Reproduce the passage on volunteer requirements between "Many people want" and "some common requirements.", inclusive.

Extract provided:
- - - -
Many people want to help the most vulnerable among us including the elderly, the disabled, and children. However, many people don’t realize that you can’t simply walk in off the street and immediately begin helping. In fact, many organizations have requirements and standards that must be met by all volunteers before you can start working in the charity’s name. To help ensure you have everything in order before you apply to volunteer, here are some common requirements.
Criminal Background Checks
It is common for charity programs to require background checks of their volunteers and employees. If you work on private property, perform money handling tasks, or directly interact with those who need help, you may not be allowed to have certain convictions in your background.
While not all convictions disqualify you from charitable work, you may find it more difficult with certain ones. To determine if your background is an issue, you should contact the charity directly and discuss their requirements.
Even if you aren’t getting paid, you may need to provide references. Often, these can be a combination of professional or personal references and are requested simply to confirm the type of person you are in the rest of your life. If references are required, you will need to provide names and contact information for those who can speak on your behalf. Any other requirements, such as whether the references can be family members, are at the discretion of the charity to which you are applying as a volunteer.
- - - -
Data supplied:

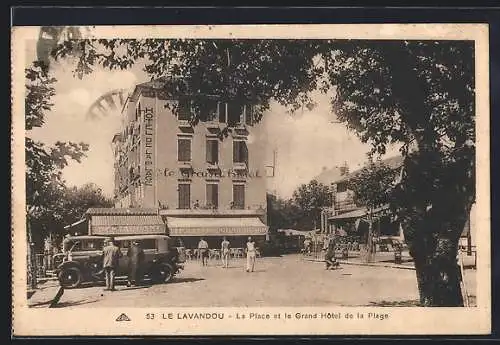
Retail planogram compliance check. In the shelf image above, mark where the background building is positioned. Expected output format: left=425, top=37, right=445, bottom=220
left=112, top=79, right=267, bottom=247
- - - -
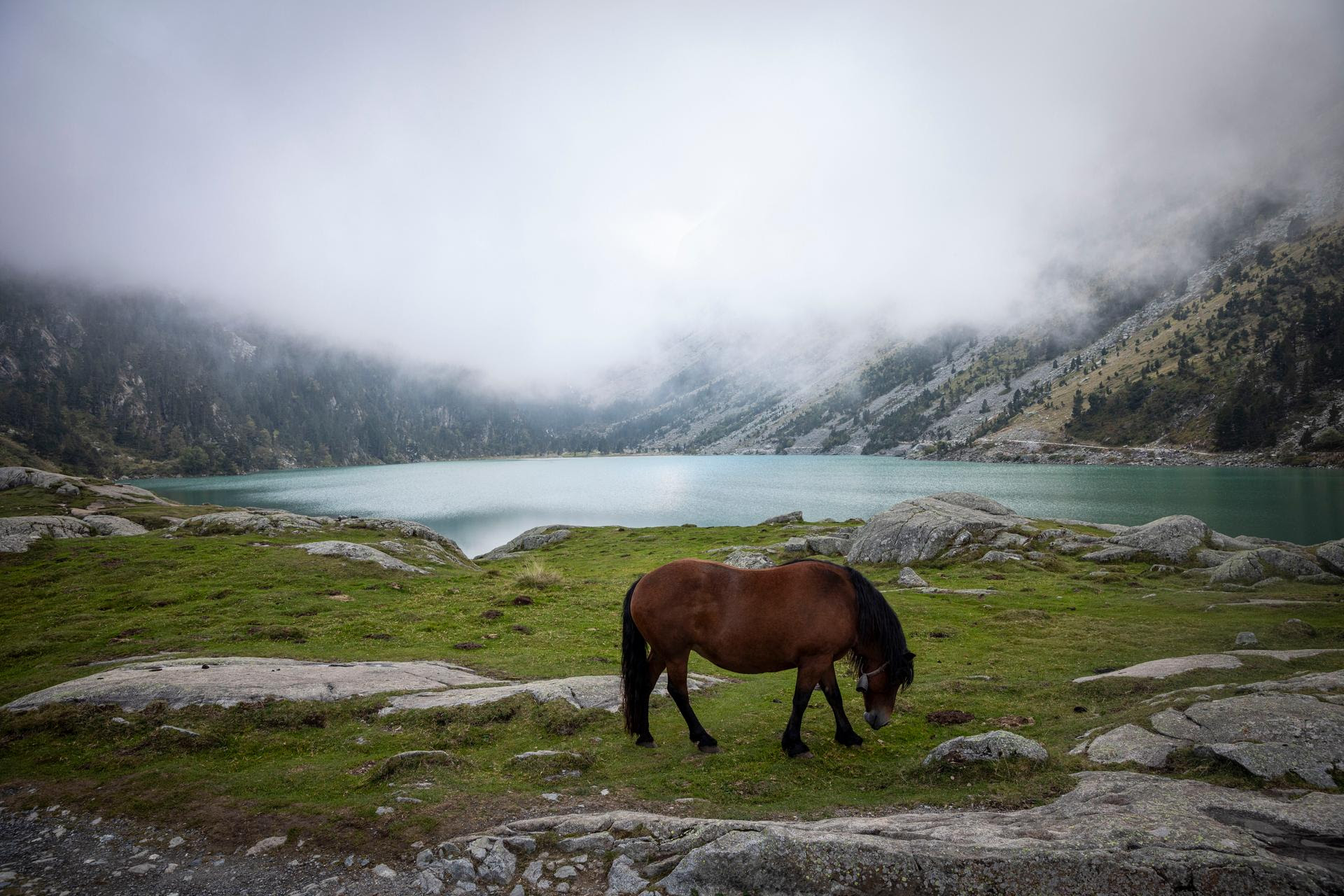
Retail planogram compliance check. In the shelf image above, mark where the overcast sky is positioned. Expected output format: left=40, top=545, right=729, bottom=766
- - - -
Finished task:
Many people want to help the most vulnerable among us including the elderly, the disabled, and children. However, many people don’t realize that you can’t simply walk in off the street and immediately begin helping. In fact, many organizations have requirements and standards that must be met by all volunteers before you can start working in the charity’s name. To help ensure you have everything in order before you apply to volunteer, here are some common requirements.